### [EXERCISE OBJECTIVE]
Write out the listing word for word, from the line containing "basin in this scene, what would it be?" through the line containing "[18,141,123,233]", both included, and nothing else.

§ §

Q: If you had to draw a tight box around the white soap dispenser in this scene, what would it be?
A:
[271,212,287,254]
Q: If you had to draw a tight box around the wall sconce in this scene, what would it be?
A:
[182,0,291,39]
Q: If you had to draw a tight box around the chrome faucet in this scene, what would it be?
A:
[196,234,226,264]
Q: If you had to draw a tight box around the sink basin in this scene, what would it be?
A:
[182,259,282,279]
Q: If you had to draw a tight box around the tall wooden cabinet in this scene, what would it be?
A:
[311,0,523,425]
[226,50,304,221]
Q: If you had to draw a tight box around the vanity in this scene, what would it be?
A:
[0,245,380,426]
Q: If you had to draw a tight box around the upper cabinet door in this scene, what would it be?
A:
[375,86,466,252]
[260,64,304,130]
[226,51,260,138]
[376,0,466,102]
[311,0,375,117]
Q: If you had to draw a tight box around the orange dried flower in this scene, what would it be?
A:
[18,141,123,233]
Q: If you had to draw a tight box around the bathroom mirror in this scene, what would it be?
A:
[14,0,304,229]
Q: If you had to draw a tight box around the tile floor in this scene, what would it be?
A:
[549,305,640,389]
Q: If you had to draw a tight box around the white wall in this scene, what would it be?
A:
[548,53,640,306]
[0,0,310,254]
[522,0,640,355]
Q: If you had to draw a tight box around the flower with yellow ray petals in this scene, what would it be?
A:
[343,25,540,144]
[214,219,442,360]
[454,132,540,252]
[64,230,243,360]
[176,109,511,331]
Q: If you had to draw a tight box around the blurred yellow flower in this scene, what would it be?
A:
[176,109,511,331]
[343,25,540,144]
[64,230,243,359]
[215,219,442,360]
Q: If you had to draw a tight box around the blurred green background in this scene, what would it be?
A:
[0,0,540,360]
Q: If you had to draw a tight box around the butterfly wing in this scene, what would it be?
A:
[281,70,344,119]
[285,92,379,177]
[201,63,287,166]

§ §

### [EXERCISE RESPONSE]
Q: If you had to draw a tight box around the sink basin in this scene, what would it be?
A:
[182,259,282,279]
Q: If you had to draw a tight box around the tall wooden cabinet in this scene, what would it be?
A:
[311,0,523,425]
[226,50,304,221]
Q: If you had to draw a tight box around the vanity in this scene, what would it be?
A:
[0,245,380,426]
Q: If you had to draw a tight box around the upper cabinet door in this scene, what would it be?
A:
[375,86,466,252]
[260,64,304,130]
[226,51,260,138]
[376,0,466,102]
[311,0,375,117]
Q: If you had to draw a tight box around the orange dried flower in this scene, what would it be?
A:
[18,141,123,233]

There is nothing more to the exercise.